— BEGIN Reading text —

Superman (1978) – The most famous comic book alien of all time gets his first big-budget screen adaptation, with the late Christopher Reeve in the lead role. Having been sent to Earth as a child to avoid the impending destruction of his homeworld, Kal-El is adopted by a kindly farming family in Smallville and raised to adulthood (taking the human name of Clark Kent). When his true past is finally exposed–thanks to Marlon Brando in a brief and lucrative role–he moves to the city of Metropolis, takes a job at the Daily Planet, and begins his career as Superman. This leads to romance with feisty reporter Lois Lane (Margot Kidder) and a series of showdowns with the arch-criminal Lex Luthor (Gene Hackman). The sequel, shot at the same time, is also a lot of fun, but subsequent films in the franchise displayed rapidly diminishing quality (especially the one with Richard Pryor).

— END Reading text —

Stated goal |
Copy out the passage about the 1978 film Superman word for word, from start to finish.

— BEGIN Listing —

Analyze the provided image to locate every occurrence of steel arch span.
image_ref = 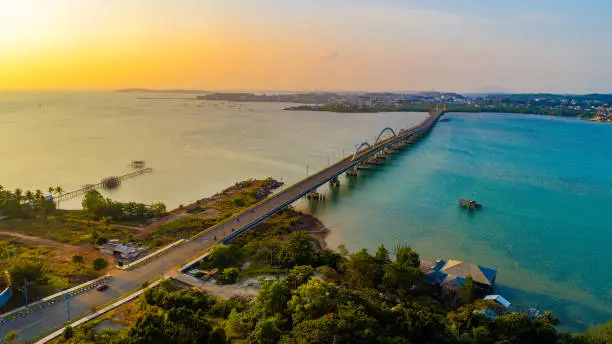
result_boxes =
[374,127,401,146]
[351,141,372,160]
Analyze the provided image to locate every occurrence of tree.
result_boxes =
[374,244,391,264]
[281,231,315,266]
[207,244,238,269]
[232,197,246,207]
[345,249,383,288]
[100,216,113,229]
[247,317,281,344]
[317,265,340,283]
[4,330,19,344]
[395,244,421,268]
[287,278,337,322]
[72,254,85,264]
[63,326,74,340]
[256,280,291,315]
[9,260,43,289]
[285,265,314,288]
[217,268,240,284]
[92,258,108,271]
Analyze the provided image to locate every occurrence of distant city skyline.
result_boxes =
[0,0,612,93]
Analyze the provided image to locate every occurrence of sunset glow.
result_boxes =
[0,0,612,91]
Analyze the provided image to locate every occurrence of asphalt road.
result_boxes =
[0,112,442,340]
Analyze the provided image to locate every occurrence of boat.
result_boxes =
[130,160,147,168]
[459,198,482,210]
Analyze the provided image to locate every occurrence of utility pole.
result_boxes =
[159,254,165,276]
[19,278,34,307]
[66,293,70,322]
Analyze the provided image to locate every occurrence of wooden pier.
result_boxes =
[53,167,153,203]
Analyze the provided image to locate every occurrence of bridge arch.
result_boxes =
[351,141,372,160]
[374,127,397,146]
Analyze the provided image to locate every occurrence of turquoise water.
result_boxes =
[299,114,612,330]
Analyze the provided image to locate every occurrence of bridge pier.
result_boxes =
[306,190,325,201]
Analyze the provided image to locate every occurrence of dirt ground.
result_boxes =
[0,231,109,261]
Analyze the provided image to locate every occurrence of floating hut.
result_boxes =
[459,198,482,210]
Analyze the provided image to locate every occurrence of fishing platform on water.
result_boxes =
[53,167,153,202]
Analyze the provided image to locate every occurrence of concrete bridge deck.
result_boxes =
[0,111,443,341]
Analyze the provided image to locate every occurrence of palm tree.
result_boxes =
[13,188,23,204]
[54,185,64,209]
[25,190,34,203]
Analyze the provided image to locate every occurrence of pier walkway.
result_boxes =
[53,167,153,202]
[0,111,443,341]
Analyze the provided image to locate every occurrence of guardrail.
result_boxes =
[117,239,187,270]
[36,277,168,344]
[0,275,112,326]
[179,251,210,273]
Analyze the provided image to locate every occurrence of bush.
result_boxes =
[217,268,240,284]
[92,258,108,271]
[96,236,108,245]
[63,326,74,340]
[233,197,246,207]
[72,254,85,264]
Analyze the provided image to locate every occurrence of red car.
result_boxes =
[96,284,110,291]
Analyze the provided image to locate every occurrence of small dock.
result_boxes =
[306,191,325,201]
[53,167,153,203]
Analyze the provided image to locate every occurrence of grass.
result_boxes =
[0,211,137,245]
[0,238,103,313]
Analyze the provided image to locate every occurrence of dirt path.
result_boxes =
[0,231,108,261]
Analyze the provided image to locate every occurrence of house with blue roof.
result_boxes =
[424,259,497,295]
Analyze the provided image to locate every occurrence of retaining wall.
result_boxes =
[0,275,111,326]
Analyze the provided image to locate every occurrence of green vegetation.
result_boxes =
[0,185,56,219]
[0,239,99,312]
[51,234,612,344]
[82,190,166,224]
[91,258,108,271]
[285,103,592,117]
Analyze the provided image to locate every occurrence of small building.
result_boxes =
[100,242,148,265]
[484,295,511,308]
[424,259,497,294]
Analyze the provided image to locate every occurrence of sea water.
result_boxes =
[300,113,612,330]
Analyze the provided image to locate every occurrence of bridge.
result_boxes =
[210,111,444,243]
[0,111,443,340]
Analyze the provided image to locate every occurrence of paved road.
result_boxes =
[0,111,443,340]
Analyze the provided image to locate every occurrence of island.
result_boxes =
[191,92,612,122]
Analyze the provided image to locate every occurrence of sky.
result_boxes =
[0,0,612,93]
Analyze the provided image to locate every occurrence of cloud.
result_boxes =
[321,50,339,62]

— END Listing —

Reply |
Superman (1978) – The most famous comic book alien of all time gets his first big-budget screen adaptation, with the late Christopher Reeve in the lead role. Having been sent to Earth as a child to avoid the impending destruction of his homeworld, Kal-El is adopted by a kindly farming family in Smallville and raised to adulthood (taking the human name of Clark Kent). When his true past is finally exposed–thanks to Marlon Brando in a brief and lucrative role–he moves to the city of Metropolis, takes a job at the Daily Planet, and begins his career as Superman. This leads to romance with feisty reporter Lois Lane (Margot Kidder) and a series of showdowns with the arch-criminal Lex Luthor (Gene Hackman). The sequel, shot at the same time, is also a lot of fun, but subsequent films in the franchise displayed rapidly diminishing quality (especially the one with Richard Pryor).